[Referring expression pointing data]
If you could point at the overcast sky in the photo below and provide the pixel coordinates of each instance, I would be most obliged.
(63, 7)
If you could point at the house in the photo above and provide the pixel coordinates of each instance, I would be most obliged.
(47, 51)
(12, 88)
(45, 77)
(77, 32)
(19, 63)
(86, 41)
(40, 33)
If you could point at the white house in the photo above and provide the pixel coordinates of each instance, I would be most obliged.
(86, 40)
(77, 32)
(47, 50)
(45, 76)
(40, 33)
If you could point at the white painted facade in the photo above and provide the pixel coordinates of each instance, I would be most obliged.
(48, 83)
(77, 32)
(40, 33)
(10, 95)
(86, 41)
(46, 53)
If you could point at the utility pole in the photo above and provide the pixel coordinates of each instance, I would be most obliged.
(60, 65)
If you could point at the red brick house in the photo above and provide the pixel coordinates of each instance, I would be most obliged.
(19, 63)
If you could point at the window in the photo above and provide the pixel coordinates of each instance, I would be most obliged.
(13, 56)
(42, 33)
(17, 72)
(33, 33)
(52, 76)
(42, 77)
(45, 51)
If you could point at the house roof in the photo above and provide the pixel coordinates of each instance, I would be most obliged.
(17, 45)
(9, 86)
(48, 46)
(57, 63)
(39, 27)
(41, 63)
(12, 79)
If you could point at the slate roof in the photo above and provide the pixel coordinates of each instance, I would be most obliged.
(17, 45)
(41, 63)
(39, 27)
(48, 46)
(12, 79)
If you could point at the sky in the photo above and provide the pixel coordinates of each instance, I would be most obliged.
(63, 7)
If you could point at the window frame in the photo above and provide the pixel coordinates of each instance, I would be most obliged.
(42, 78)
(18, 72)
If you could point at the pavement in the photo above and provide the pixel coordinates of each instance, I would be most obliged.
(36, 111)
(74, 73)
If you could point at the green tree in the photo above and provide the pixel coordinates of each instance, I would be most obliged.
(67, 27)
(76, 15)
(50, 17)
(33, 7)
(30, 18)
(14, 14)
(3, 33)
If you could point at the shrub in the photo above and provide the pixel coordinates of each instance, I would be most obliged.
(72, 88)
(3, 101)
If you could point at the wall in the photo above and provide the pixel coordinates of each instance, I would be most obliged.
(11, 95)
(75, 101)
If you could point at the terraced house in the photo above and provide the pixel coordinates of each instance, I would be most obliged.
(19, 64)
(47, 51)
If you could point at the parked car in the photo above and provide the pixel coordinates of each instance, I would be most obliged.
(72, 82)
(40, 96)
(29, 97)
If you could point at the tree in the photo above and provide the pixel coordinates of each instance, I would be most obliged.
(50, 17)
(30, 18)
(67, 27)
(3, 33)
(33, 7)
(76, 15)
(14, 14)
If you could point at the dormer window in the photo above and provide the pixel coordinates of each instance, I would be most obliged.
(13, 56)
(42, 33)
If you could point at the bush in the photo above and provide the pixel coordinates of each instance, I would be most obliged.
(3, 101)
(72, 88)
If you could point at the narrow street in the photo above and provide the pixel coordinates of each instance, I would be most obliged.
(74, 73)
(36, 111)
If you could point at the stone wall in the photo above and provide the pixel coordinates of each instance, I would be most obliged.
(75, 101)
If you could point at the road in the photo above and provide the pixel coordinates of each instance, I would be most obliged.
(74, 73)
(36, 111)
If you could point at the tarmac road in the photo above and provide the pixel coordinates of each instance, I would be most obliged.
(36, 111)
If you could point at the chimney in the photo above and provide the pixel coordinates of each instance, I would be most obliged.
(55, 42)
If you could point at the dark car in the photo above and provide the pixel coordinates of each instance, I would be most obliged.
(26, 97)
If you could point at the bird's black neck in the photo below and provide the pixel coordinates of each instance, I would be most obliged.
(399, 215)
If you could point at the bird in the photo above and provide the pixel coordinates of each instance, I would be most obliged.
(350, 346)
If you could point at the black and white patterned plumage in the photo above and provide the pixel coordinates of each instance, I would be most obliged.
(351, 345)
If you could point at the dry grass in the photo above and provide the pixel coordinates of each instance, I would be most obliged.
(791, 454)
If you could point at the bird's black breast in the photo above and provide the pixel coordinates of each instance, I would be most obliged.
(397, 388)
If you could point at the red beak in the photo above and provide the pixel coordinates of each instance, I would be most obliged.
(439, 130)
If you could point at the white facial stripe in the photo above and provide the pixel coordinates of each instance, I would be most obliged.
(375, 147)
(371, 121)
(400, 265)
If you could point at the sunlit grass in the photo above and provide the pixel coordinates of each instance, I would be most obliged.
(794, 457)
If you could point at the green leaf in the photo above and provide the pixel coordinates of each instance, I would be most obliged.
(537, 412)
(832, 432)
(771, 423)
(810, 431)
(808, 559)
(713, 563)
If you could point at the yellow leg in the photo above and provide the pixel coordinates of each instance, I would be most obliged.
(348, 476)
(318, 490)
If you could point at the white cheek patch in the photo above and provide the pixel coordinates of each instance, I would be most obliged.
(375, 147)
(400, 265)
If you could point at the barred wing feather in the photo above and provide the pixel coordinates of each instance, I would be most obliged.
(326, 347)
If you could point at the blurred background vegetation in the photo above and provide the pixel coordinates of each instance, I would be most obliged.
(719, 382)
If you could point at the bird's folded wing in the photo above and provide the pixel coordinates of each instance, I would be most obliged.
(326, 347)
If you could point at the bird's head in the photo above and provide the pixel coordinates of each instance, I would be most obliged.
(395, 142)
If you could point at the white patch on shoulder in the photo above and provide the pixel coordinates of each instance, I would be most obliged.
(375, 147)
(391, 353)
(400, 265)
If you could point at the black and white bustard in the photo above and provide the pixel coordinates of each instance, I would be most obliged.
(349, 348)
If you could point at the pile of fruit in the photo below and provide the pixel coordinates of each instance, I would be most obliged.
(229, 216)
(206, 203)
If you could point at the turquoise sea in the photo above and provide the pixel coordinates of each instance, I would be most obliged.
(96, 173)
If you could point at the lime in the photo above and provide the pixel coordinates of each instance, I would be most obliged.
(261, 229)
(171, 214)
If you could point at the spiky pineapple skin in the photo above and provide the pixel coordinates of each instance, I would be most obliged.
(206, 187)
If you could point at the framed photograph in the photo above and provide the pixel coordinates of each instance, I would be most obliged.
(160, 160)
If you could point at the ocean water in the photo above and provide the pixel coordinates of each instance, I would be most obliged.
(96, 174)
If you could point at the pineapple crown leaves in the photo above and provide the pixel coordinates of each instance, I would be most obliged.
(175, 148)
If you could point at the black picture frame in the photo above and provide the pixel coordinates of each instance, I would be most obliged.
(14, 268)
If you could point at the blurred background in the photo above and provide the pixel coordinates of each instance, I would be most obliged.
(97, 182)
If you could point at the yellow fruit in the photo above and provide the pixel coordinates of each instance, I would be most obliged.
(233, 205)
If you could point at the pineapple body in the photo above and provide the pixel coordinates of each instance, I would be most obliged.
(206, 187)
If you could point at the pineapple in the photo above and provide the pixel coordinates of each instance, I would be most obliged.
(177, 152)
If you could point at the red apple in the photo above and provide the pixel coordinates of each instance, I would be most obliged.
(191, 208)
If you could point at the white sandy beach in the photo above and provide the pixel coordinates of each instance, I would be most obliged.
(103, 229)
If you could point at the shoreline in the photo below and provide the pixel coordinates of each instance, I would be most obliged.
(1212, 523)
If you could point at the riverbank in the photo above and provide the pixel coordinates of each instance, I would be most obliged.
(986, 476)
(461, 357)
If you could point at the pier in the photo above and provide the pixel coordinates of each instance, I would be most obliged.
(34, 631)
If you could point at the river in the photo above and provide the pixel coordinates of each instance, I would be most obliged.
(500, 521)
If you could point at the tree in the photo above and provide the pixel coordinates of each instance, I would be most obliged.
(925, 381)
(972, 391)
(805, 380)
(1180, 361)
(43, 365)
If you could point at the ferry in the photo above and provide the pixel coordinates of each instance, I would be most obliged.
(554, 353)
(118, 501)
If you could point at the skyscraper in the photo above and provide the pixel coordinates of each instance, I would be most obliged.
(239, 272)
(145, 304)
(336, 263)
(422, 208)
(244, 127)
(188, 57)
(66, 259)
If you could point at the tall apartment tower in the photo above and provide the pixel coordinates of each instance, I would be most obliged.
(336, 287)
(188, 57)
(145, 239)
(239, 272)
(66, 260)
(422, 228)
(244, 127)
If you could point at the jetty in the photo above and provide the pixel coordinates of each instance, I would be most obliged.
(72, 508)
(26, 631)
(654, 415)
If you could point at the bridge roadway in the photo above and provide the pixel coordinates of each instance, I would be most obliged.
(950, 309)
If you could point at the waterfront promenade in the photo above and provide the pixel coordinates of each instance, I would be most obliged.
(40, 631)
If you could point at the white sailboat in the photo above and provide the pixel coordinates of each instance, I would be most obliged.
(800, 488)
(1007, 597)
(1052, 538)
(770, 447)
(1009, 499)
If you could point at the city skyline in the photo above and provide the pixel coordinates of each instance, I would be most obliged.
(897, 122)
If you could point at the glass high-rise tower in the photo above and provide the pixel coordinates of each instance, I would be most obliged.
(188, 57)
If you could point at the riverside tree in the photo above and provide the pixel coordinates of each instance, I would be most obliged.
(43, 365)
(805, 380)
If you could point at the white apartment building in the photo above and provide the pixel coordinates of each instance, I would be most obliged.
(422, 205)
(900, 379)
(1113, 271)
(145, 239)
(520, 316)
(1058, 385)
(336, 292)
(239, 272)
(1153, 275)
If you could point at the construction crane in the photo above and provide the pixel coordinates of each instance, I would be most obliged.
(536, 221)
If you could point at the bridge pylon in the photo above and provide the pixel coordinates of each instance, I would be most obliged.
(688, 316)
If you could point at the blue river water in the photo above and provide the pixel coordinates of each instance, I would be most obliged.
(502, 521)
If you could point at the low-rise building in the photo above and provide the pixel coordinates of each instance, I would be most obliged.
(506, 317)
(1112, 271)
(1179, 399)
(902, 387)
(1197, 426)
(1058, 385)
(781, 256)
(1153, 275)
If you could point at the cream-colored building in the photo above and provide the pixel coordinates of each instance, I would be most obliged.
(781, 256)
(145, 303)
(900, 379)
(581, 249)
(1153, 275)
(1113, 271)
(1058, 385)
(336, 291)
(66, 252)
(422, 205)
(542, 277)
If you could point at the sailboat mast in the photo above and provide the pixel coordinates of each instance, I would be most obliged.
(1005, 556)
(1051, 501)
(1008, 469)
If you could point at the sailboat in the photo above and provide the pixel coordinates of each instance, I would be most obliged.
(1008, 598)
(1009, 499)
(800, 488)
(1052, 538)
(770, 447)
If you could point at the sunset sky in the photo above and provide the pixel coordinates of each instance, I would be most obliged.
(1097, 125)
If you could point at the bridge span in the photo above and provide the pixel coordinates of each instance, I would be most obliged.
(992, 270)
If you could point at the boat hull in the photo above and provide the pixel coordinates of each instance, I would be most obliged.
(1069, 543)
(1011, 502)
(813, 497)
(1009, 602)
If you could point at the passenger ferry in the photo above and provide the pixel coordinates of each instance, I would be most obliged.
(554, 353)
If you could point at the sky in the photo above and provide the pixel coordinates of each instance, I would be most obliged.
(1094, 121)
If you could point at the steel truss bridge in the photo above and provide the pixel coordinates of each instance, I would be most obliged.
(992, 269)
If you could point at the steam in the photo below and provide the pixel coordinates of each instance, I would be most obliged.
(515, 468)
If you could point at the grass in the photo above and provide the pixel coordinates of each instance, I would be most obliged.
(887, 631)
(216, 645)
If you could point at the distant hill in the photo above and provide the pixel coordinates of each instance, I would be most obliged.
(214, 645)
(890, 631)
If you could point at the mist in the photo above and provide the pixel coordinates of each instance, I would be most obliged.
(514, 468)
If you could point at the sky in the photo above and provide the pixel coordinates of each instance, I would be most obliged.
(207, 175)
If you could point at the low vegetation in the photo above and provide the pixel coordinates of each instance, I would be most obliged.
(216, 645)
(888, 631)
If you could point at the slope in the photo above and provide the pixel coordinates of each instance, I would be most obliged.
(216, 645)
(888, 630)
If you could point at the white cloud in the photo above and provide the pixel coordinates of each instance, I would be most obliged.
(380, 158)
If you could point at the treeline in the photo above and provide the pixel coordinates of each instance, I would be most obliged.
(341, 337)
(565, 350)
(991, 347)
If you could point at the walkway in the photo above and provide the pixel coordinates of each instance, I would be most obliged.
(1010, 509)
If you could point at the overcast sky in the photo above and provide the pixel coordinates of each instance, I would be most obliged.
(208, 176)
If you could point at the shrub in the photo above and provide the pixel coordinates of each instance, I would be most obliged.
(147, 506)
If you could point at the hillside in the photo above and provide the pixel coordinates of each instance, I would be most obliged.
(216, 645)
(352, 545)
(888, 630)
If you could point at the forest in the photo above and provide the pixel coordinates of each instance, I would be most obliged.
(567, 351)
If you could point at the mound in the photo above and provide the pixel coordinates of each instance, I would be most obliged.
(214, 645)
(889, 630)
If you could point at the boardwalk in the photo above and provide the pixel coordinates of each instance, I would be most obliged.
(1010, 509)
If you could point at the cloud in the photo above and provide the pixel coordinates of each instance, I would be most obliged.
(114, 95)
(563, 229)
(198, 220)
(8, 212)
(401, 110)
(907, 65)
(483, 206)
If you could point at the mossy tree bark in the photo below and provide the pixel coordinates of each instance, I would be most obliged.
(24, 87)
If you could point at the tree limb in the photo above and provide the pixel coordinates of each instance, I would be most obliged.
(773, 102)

PROBLEM STATEMENT:
Your output must be the exact lines from the one containing "If you could point at the tree limb" through the end of the data above, both included, and nothing more.

EXERCISE SOLUTION:
If you could point at the tree limb in the photo above and provide the pixel coordinates of each instance, I would be most obliged.
(773, 102)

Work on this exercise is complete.